(Pointing data excerpts)
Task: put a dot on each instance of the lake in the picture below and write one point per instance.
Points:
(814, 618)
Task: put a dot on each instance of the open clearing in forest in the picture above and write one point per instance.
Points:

__What to do__:
Please copy every line of the items above word for word.

__Worked solution__:
Task: put a dot on each instance of the lake in the picture below and write one point per instance.
Points:
(814, 618)
Task: put a dot on each instance of the open clearing in forest in the picture above and write one point per instance.
Points:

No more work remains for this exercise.